Selected excerpt
This result also has a generational dimension. Roland Garros 2026 in women’s singles produced a scenario in which it was certain that Paris would get a new Grand Slam champion, because none of the semifinalists had won a title on the biggest stage before the tournament. According to the WTA, Diana Shnaider and Maja Chwalinska meet in the second semifinal, so after defeating Kostyuk, Andreeva awaited the winner of that match. The very fact that the closing stages featured players still seeking their first major title shows how much the women’s tournament in Paris opened up after the elimination of bigger favorites. For Andreeva, who already had experience in the latter stages of Roland Garros, the key difference this time was that she turned the semifinal into a controlled performance rather than a missed opportunity.
Political backdrop and absence of a handshake
The match between Andreeva and Kostyuk was more than a sporting contest because it was played in the context of the war in Ukraine and long-standing tensions on the tennis scene. The Associated Press reported that there was no handshake after the match and also described an unusual scene before the start of play: the players did not pose together for a joint photograph, but were photographed separately, each on her own side of the net. Such scenes are not an exception in matches between Ukrainian tennis players and players from Russia and Belarus. Ahead of the semifinal, ABC News recalled that Kostyuk has long refused handshakes with Russian and Belarusian opponents, and in Madrid she also did not take part in the customary joint photograph with Andreeva.
During the tournament, Kostyuk spoke several times about the impact of the war on her life and career. According to the Roland Garros article after her first-round appearance, the day before the match was marked by news of an attack near her family home in Kyiv, which the tennis player described as an emotionally extremely difficult experience. After her victory over Svitolina, ABC News reported that she had spoken about another difficult night in Ukraine and civilian casualties, and before the semifinal she criticized Russian athletes who, in her opinion, do not take a sufficiently clear position on the war. Andreeva, according to the same report, responded to a question about a possible encounter with a Ukrainian opponent by saying that she tries to focus on the ball, the game and the match plan. Such statements show how difficult it is to completely separate sporting preparation and political reality in matches like these.
Neutral status and the broader tennis framework
On May 8, 2026, the International Tennis Federation confirmed that its position on the suspensions of the Russian and Belarusian tennis federations remained unchanged, despite the International Olympic Committee’s messages at the time regarding Belarusian athletes. In practice, tennis in recent seasons has maintained a model under which Russian and Belarusian players can compete in individual professional events, but without national symbols, while the national teams of those countries remain outside ITF team competitions. This is the framework in which Grand Slam matches such as this one in Paris are also played, where the sporting result does not erase the political sensitivity of the contest. For organizers, such matches require careful management of protocol and communication, and for the players they often mean facing questions that go beyond tennis. The absence of a handshake is therefore not an isolated incident, but part of a pattern that has been repeated on the Tour since the beginning of the war.

Request A
Shift every answer coordinate up by 53 and write out the records from the line that contains "If you could drop a marker on the sky" through the end of the records, requests included. Leave the pictures out of the answer.

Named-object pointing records

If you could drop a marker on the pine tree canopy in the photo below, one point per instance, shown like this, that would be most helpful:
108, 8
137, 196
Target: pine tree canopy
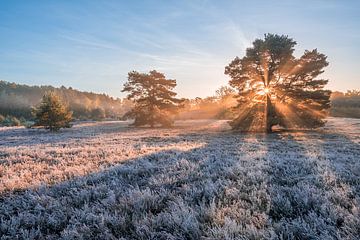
154, 99
276, 88
51, 113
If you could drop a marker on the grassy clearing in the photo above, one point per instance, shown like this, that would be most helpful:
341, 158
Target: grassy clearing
197, 180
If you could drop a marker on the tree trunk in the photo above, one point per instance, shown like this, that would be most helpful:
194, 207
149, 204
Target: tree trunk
268, 116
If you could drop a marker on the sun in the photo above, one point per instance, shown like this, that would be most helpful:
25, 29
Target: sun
264, 91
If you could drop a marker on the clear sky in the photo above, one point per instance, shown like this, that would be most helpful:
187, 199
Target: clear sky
91, 45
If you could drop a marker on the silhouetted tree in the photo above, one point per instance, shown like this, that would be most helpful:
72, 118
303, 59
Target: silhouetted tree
98, 114
276, 88
52, 113
154, 100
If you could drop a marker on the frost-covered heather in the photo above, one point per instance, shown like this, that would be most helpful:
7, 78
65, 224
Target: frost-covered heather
197, 180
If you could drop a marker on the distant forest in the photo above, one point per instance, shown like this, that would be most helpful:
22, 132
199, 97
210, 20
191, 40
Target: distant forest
17, 100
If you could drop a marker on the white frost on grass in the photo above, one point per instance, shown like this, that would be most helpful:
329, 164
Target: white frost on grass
196, 180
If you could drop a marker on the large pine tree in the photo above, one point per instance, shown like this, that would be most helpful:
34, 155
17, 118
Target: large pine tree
51, 113
155, 102
276, 88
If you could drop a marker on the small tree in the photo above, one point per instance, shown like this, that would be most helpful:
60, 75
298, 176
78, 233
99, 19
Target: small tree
154, 100
98, 114
52, 113
276, 88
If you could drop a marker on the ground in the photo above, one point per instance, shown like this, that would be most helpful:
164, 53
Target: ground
197, 180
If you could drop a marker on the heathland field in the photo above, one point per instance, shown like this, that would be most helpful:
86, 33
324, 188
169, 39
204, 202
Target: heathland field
197, 180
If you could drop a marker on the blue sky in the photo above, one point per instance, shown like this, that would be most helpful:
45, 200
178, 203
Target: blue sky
91, 45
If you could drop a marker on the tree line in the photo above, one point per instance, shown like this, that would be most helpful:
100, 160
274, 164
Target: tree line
268, 87
17, 100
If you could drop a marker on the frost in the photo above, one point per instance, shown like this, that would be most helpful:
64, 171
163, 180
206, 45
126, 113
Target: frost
197, 180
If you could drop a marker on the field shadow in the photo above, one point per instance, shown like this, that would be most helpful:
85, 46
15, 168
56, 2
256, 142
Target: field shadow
307, 190
166, 195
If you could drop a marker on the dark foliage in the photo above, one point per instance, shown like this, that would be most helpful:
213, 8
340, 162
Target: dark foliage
52, 113
276, 88
155, 102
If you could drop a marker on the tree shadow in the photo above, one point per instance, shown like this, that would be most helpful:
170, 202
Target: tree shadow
170, 194
305, 203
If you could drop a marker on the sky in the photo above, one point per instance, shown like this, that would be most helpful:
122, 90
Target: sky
92, 45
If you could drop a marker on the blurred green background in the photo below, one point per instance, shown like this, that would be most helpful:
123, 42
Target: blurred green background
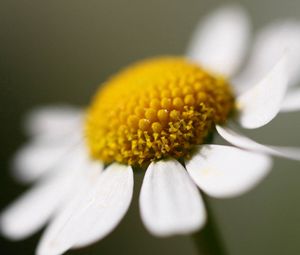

Request B
According to the excerpt on the Andreeva–Kostyuk semifinal, what did Kostyuk also skip with Andreeva in Madrid?

Worked solution A
If you could drop a marker on the sky in the photo above, one point per instance, shown like this, that would be most helpful:
122, 90
Target: sky
145, 98
If you could drop a marker on the blurred green background in the photo below, one point per instance, shown like this, that would be most helpful:
123, 42
Target: blurred green background

Worked solution B
The customary joint photograph.